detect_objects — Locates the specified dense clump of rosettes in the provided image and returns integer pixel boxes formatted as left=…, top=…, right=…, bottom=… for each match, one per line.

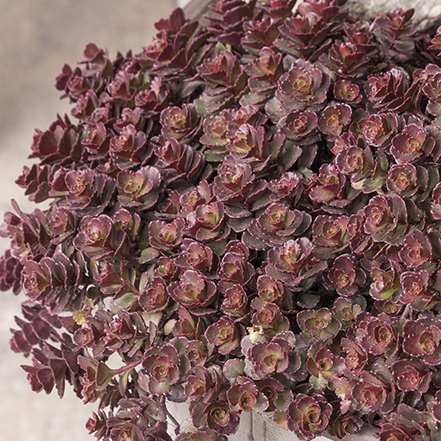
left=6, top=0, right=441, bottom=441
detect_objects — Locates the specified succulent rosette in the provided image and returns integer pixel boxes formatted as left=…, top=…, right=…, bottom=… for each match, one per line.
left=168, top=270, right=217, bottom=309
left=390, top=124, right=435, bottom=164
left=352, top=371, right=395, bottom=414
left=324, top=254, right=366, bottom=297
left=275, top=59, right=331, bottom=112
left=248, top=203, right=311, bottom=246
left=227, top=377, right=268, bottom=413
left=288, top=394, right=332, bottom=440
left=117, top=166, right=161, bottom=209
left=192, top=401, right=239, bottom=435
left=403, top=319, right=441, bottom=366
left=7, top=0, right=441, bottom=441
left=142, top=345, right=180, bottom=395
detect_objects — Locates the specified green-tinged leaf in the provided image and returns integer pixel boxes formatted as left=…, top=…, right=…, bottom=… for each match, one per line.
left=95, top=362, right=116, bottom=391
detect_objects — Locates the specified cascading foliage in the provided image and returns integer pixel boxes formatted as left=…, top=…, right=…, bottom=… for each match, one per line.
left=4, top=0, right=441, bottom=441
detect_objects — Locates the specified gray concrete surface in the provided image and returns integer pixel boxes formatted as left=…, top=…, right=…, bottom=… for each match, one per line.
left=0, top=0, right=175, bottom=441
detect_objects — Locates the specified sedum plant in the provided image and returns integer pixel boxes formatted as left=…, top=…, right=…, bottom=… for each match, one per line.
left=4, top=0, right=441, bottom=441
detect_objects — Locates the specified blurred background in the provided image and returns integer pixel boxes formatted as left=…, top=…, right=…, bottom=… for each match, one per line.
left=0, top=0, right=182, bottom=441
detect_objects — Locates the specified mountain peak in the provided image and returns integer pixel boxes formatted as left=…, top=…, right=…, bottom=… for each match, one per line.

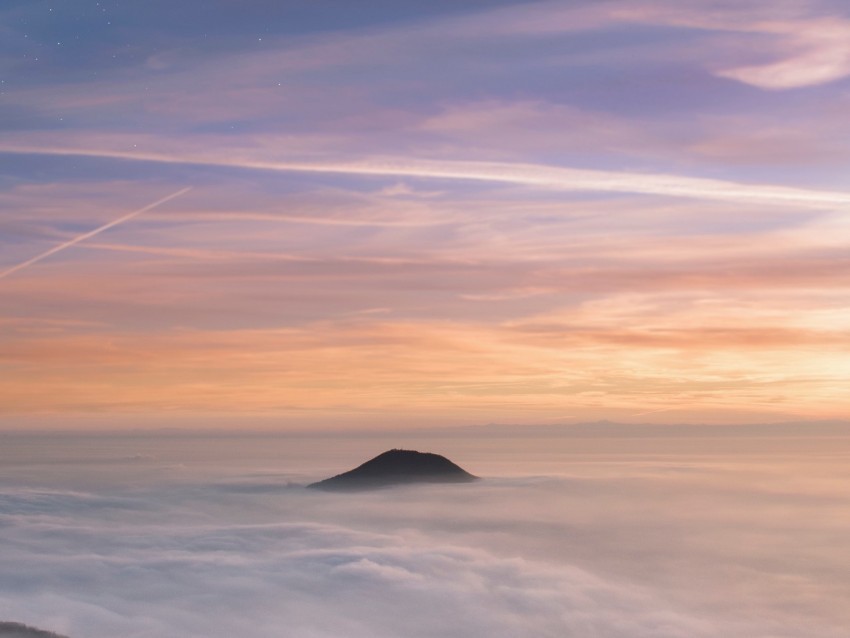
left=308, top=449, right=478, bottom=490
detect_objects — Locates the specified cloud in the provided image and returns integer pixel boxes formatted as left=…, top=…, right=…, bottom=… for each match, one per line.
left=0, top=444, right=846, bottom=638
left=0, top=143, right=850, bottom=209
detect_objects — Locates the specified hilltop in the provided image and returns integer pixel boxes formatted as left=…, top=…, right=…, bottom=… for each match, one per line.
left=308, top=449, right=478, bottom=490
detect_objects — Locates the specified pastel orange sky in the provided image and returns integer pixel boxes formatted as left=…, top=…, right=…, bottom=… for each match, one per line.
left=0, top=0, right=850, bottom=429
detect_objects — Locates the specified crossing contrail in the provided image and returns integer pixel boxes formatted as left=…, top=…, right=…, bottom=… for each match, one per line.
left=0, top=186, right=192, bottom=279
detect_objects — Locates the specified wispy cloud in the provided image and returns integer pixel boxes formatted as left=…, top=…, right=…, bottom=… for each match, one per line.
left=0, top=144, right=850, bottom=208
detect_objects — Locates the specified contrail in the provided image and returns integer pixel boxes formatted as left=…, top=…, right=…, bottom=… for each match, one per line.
= = = =
◆ Stated exercise: Reproduce all of the records above word for word, in their original order. Omit the pictures.

◆ Solved problem:
detect_objects — Locates the specified dense clump of rosettes in the provided image and returns integer pixel boxes formatted as left=…, top=…, right=…, bottom=… for each match, one per line.

left=6, top=0, right=441, bottom=441
detect_objects — Locates the specified succulent rosette in the provided image and returns integer pixel boxes formatted as left=…, top=…, right=…, bottom=… for each match, one per line.
left=168, top=270, right=217, bottom=309
left=390, top=124, right=435, bottom=164
left=352, top=371, right=395, bottom=414
left=324, top=254, right=366, bottom=297
left=275, top=59, right=331, bottom=112
left=248, top=203, right=311, bottom=246
left=227, top=377, right=268, bottom=413
left=288, top=394, right=332, bottom=440
left=117, top=166, right=161, bottom=209
left=192, top=401, right=239, bottom=435
left=403, top=319, right=441, bottom=366
left=7, top=0, right=441, bottom=441
left=142, top=345, right=180, bottom=395
detect_objects — Locates the specified green-tinged leaf in the provided image and returns integer pixel boxes formatted as left=…, top=…, right=…, bottom=… for each match, one per line.
left=95, top=362, right=116, bottom=391
detect_objects — Locates the specified cascading foliage in the provided image and returns integer pixel boxes formatted as left=…, top=…, right=…, bottom=… for each match, one per line.
left=4, top=0, right=441, bottom=441
detect_objects — Locates the specified gray concrete surface in the provided image and returns integer pixel boxes formatted as left=…, top=…, right=…, bottom=… for each match, one per line.
left=0, top=0, right=175, bottom=441
detect_objects — Locates the specified sedum plant in the provided image and returns integer pixel boxes formatted as left=…, top=…, right=…, bottom=… for each match, one per line.
left=4, top=0, right=441, bottom=441
detect_objects — Locates the specified blurred background in the provided image and returns integer pixel boxes formatted as left=…, top=…, right=…, bottom=… for each match, one per line.
left=0, top=0, right=182, bottom=441
detect_objects — Locates the specified mountain peak in the provided image and returns integer pixel boxes formatted as left=…, top=…, right=…, bottom=… for each match, one per line.

left=308, top=449, right=478, bottom=490
detect_objects — Locates the specified cloud in the provided image and returns integer pixel boxes formatted as left=…, top=…, right=…, bottom=… for each match, one per line.
left=0, top=444, right=846, bottom=638
left=0, top=143, right=850, bottom=209
detect_objects — Locates the specified hilltop in the provided image and returns integer pixel boxes formatted as left=…, top=…, right=…, bottom=… for each match, one per line.
left=308, top=449, right=478, bottom=490
detect_objects — Locates the specified pastel orange sky in the provided image and returns integer pixel boxes formatted as left=…, top=…, right=…, bottom=… for each match, one per line.
left=0, top=0, right=850, bottom=429
detect_objects — Locates the specified crossing contrail in the provided image and returns integer pixel boxes formatted as left=…, top=…, right=…, bottom=… for each match, one per line.
left=0, top=186, right=192, bottom=279
detect_objects — Locates the specified wispy cloud in the provided image and returns integer pixel boxes formatted as left=…, top=…, right=…, bottom=… for each match, one per line.
left=0, top=144, right=850, bottom=208
detect_objects — Locates the specified contrail in the provided image and returns integer pixel boxes formatted as left=…, top=…, right=…, bottom=… for each match, one per line.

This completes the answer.